■ TASK
Write the next part of the piece on choosing a first Linux distribution, picking up right after its last sentence.

■ TEXT
* Begin *
That said, your best bet is to go with a more user-friendly system, because once you're comfortable with using Linux, you can adapt to other variations relatively easily. You'll also want a system that includes a wide variation of software, so you can try out a number of programs to make suggestions to your boss about what applications your company might want to use. You'll want a system that has a fairly easy install and upgrade system, so you spend more time using programs, not hunting not dealing with installation headaches. You'll want something that works across a wide variety of hardware, for the same reason (some distributions don't include drivers for some hardware, for policy reasons -- some companies refuse to provide drivers, so some distro's don't include some of the available workarounds, in protest). Lastly, you'll want something that you can download and install for free, because you're new to Linux and the number of distributions can be daunting. You don't want to go out and buy one, only to realize it's not for you, nor do you want to fork over a bunch of money to try out something that you might only use for a few minutes before moving on.

So, with all those items in mind, a few of my suggestions, and as with any situation like this, take these with a grain of salt, as everyone's taste is different, and depending on your hardware situation. One of the big problems you might face is setting up certain wireless networking cards, and some of the proprietary equipment used in laptops can require headache-inducing workarounds, but once you figure out those workarounds, you'll find Linux is worth the little bit of installation hassle.

1) Mepis - Includes tons of drivers, including drivers many other distros don't include by default. Mepis is based on Debian, which offers the apt installation system, and includes thousands of programs, all easily installable using "synaptic".

2) Suse - Novell's version of Linux, and for many corporate users, this is all they need to know. Suse includes a lot of software, supports a lot of hardware, and Novell has a solid support reputation, should you eventually buy support (not that others don't, but a recognizable name can often make the difference to supervisors). The downside of Suse is perhaps that some of their corporate-level software (servers and so on) can be nearly as expensive as Redhat and Microsoft's offerings. That said, I've had few complaints about Suse.
* End *
■ SUPPLIED MATERIAL
* Begin *
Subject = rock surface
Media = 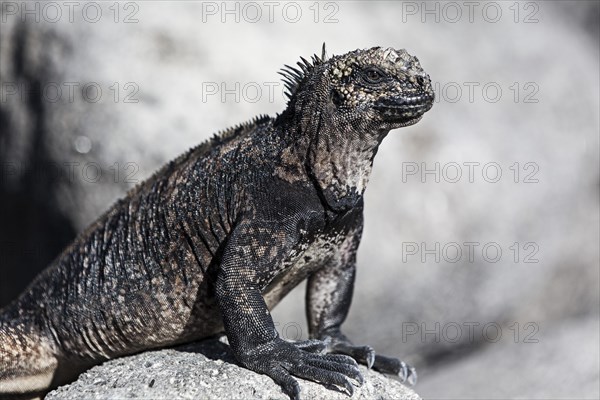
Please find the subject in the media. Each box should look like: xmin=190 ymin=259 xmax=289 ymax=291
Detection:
* End *
■ WRITTEN ANSWER
3) Mandriva - Formerly Mandrake, Mandriva has been a long-time favorite for newbies, although some complain about the instability in some of the software, which is to be expected, as Mandrake tended to be more cutting edge than some of the others. Still, it's a good option for many people.

Those are the three I'd recommend, as I've had success introducing new users to Linux with each of them. Still, like I said before, each person's taste is unique, and you may find that eventually even in your own company you might have a number of distros used by different people for different purposes. That's one of the beautiful things about Linux, that it is so flexible and versatile. You have distributions for newbies, some for system administrators, some for researchers, schools, graphic artists, film makers, etc.

Here are some links to help you on your way. My suggestion is to get a pile of blank cd's, download a few of them, and try them out, from installation to everyday usage. It's not really something you can do well in a short amount of time (if your boss wants a report in a week, you're not going to get a fair chance to test different distros, which is why I suggested the three I did), but if you have more time, you can really dig into Linux and find something that fits your company well.

http://distrowatch.com/
http://linux.com/
http://searchopensource.techtarget.com/

Of course, Linux Questions is very helpful, both while you are learning about Linux, and later on, while you use it on a daily basis.

Good luck with your testing, and I hope this helps you out.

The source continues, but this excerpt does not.